Aim of the exercise
Reproduce every one of the items below verbatim, keeping each line unchanged and in its original order.
==== Listed records ====
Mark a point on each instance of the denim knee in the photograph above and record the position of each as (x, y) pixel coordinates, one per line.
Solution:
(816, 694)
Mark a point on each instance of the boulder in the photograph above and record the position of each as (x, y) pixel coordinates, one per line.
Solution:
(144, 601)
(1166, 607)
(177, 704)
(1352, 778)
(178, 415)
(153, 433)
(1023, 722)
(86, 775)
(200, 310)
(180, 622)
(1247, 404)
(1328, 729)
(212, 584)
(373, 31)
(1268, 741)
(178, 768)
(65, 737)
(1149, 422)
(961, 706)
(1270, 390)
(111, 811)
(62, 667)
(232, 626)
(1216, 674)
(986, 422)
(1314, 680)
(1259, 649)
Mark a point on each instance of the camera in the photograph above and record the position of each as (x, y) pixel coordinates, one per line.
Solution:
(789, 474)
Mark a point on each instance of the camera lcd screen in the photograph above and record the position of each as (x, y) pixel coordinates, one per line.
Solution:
====
Finished answer
Mark a point on each instance of the denim knee in the photograph above and record the position of each as (x, y) pixel coordinates, one per line.
Solution:
(816, 694)
Mark a point on each instance of the boulder in the photograph above and record the position of each as (x, y) pixel coordinates, one per line.
Solution:
(144, 601)
(1166, 607)
(177, 704)
(1352, 778)
(178, 415)
(153, 433)
(1023, 722)
(86, 775)
(200, 310)
(180, 622)
(1247, 404)
(1328, 729)
(212, 584)
(373, 31)
(1268, 741)
(178, 768)
(65, 737)
(1149, 422)
(961, 706)
(1270, 390)
(111, 811)
(62, 667)
(232, 626)
(1216, 674)
(986, 422)
(1314, 680)
(1259, 649)
Mark a point on each instance of the camera in the photograph above and record the position of each as (x, y) pixel coordinates, one per line.
Solution:
(789, 474)
Mark a point on each instance of the camera lcd screen in the photograph above and record the position of each as (x, y) pixel coordinates, one per line.
Solution:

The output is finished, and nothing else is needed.